Copy out every line below that contains the string "field".
┌─ DATA SUPPLIED
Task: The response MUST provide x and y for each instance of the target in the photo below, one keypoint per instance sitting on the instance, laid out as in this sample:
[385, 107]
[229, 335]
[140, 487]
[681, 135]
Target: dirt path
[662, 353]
└─
┌─ DATA SUPPLIED
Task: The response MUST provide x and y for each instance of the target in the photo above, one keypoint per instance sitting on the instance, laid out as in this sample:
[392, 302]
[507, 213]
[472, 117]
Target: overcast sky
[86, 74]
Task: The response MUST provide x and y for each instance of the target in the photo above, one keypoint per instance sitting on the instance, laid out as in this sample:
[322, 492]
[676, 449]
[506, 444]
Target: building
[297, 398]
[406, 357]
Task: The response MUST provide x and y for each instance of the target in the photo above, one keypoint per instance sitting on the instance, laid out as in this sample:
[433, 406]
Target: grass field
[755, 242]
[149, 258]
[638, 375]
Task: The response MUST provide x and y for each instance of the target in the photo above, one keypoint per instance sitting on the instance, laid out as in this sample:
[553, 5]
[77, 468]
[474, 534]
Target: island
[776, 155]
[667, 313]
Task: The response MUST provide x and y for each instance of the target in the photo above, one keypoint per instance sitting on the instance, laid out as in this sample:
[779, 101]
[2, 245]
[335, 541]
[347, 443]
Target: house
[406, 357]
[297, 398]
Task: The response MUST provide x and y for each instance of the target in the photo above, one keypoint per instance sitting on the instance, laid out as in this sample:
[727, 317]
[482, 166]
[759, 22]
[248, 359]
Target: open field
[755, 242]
└─
▶ [WRITTEN SOLUTION]
Target: grass field
Target: open field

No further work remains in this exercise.